**STATED TASK**. Rewrite the lines of the data below as a numbered list, leaving out any blank lines.

**DATA IN THIS EXERCISE**.
== == ==

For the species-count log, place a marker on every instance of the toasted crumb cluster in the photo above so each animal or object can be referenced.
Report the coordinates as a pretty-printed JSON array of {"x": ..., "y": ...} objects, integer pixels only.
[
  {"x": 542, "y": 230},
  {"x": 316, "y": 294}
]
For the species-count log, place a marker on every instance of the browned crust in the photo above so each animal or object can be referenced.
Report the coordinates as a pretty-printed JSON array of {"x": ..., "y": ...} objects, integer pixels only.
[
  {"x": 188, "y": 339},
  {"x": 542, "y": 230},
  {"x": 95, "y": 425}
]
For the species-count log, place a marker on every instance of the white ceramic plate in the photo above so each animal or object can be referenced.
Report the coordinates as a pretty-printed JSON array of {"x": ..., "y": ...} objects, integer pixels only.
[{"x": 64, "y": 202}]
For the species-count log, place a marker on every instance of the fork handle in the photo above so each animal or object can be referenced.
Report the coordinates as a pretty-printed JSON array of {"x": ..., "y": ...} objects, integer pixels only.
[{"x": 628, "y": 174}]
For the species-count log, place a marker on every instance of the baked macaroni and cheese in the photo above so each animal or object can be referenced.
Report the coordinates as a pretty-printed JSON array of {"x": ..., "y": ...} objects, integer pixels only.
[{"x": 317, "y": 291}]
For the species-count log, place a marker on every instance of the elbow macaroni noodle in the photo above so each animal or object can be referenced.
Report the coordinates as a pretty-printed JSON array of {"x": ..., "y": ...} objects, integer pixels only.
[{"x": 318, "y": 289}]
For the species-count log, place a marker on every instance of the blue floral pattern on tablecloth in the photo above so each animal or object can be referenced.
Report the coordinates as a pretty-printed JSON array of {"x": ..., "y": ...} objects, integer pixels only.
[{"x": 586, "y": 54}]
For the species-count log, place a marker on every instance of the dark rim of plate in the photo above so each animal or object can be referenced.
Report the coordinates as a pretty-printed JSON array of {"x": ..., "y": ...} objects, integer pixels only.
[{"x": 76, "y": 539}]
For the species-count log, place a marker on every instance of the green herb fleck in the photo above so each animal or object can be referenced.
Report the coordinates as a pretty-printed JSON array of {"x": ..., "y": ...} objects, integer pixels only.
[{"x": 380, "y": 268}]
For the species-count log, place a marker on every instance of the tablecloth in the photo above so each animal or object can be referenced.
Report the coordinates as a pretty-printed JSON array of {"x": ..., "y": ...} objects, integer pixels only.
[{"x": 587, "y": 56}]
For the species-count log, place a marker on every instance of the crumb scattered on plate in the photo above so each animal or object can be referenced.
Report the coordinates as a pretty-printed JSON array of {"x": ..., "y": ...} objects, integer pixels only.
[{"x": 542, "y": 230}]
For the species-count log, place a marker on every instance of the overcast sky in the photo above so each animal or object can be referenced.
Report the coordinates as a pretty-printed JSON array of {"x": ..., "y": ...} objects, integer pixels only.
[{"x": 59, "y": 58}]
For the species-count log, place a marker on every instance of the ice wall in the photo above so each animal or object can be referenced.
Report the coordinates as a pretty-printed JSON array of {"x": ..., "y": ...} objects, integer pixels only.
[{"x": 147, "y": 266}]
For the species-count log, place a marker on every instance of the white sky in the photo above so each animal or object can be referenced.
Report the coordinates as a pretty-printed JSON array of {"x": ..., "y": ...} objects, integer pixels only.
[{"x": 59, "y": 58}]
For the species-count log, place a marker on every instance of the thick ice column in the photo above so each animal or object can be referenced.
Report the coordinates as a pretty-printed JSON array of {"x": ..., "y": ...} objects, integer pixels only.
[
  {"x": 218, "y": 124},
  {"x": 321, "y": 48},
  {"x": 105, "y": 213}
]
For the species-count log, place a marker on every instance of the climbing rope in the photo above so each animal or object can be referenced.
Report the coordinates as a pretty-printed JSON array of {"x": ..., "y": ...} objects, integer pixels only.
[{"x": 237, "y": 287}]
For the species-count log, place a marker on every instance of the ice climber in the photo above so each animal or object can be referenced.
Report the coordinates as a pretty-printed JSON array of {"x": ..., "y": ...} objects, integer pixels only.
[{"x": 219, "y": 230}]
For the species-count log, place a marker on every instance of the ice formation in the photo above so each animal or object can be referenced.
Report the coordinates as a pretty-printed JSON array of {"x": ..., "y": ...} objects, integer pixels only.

== == ==

**OUTPUT BELOW**.
1. For the species-count log, place a marker on every instance of the toasted crumb cluster in the photo above so each animal or object can be referenced.
2. Report the coordinates as a pretty-printed JSON array of {"x": ..., "y": ...} objects, integer pixels only.
3. [
4.   {"x": 542, "y": 230},
5.   {"x": 316, "y": 294}
6. ]
7. For the species-count log, place a marker on every instance of the browned crust in the photo above so each animal or object can be referenced.
8. Report the coordinates as a pretty-printed JSON array of {"x": ..., "y": ...} objects, integer pixels only.
9. [
10.   {"x": 188, "y": 339},
11.   {"x": 542, "y": 230},
12.   {"x": 95, "y": 425}
13. ]
14. For the species-count log, place a marker on every instance of the white ceramic plate in the photo above so each animal or object can be referenced.
15. Report the coordinates as a pretty-printed JSON array of {"x": ..., "y": ...} objects, integer pixels only.
16. [{"x": 64, "y": 202}]
17. For the species-count log, place a marker on every instance of the fork handle in the photo above so each animal or object can be referenced.
18. Report the coordinates as a pretty-printed JSON array of {"x": ..., "y": ...} objects, integer pixels only.
19. [{"x": 628, "y": 174}]
20. For the species-count log, place a marker on every instance of the baked macaroni and cheese in the photo above so each animal or object can be referenced.
21. Report the coordinates as a pretty-printed JSON array of {"x": ..., "y": ...} objects, integer pixels only.
22. [{"x": 317, "y": 291}]
23. For the species-count log, place a marker on every instance of the elbow macaroni noodle in the photo above so each animal or object can be referenced.
24. Report the coordinates as a pretty-printed JSON array of {"x": ..., "y": ...} objects, integer pixels only.
25. [{"x": 318, "y": 289}]
26. For the species-count log, place a marker on every instance of the blue floral pattern on tablecloth in the photo above so each animal or object can be referenced.
27. Report the coordinates as a pretty-printed JSON array of {"x": ..., "y": ...} objects, integer pixels only.
28. [{"x": 586, "y": 54}]
29. For the species-count log, place a marker on every instance of the dark rim of plate in the photo above so each animal or object can be referenced.
30. Report the coordinates as a pretty-printed JSON array of {"x": ..., "y": ...} objects, integer pixels only.
31. [{"x": 76, "y": 539}]
32. For the species-count log, place a marker on every instance of the green herb fleck in the photo above so each animal or object can be referenced.
33. Report the coordinates as a pretty-printed JSON array of {"x": ..., "y": ...} objects, integer pixels only.
34. [{"x": 380, "y": 268}]
35. For the species-count log, place a marker on every instance of the tablecloth in the photo above so each animal or object can be referenced.
36. Report the coordinates as a pretty-printed JSON array of {"x": ..., "y": ...} objects, integer pixels only.
37. [{"x": 587, "y": 56}]
38. For the species-count log, place a marker on every instance of the crumb scattered on plate in the photo above so each animal or object can be referenced.
39. Report the coordinates as a pretty-printed JSON array of {"x": ..., "y": ...} objects, integer pixels only.
40. [{"x": 542, "y": 230}]
41. For the species-count log, place a marker on every instance of the overcast sky in the photo above so each animal or object can be referenced.
42. Report the coordinates as a pretty-printed JSON array of {"x": ..., "y": ...} objects, integer pixels only.
43. [{"x": 59, "y": 58}]
44. For the species-count log, place a marker on every instance of the ice wall in the photo above so each animal or object can be referenced.
45. Report the coordinates as a pretty-printed JSON array of {"x": ..., "y": ...} objects, integer pixels only.
46. [{"x": 147, "y": 266}]
47. For the species-count log, place a marker on every instance of the white sky in the photo above so each animal or object can be referenced.
48. Report the coordinates as a pretty-printed JSON array of {"x": ..., "y": ...} objects, integer pixels only.
49. [{"x": 59, "y": 58}]
50. For the species-count log, place a marker on every instance of the thick ice column in the photo above so each animal or object can be referenced.
51. Report the coordinates as a pretty-printed JSON array of {"x": ..., "y": ...} objects, integer pixels only.
52. [
53.   {"x": 218, "y": 124},
54.   {"x": 321, "y": 48},
55.   {"x": 105, "y": 213}
56. ]
57. For the species-count log, place a marker on every instance of the climbing rope in the photo above so each animal or object can be referenced.
58. Report the coordinates as a pretty-printed JSON array of {"x": ..., "y": ...} objects, integer pixels only.
59. [{"x": 237, "y": 287}]
60. For the species-count log, place a marker on every instance of the ice climber in the photo above so each animal or object can be referenced.
61. Report the coordinates as a pretty-printed JSON array of {"x": ..., "y": ...} objects, integer pixels only.
62. [{"x": 219, "y": 230}]
63. For the species-count log, place a marker on every instance of the ice formation in the photo above so each animal or object can be referenced.
64. Report the coordinates as a pretty-printed JSON array of {"x": ..., "y": ...} objects, integer pixels only.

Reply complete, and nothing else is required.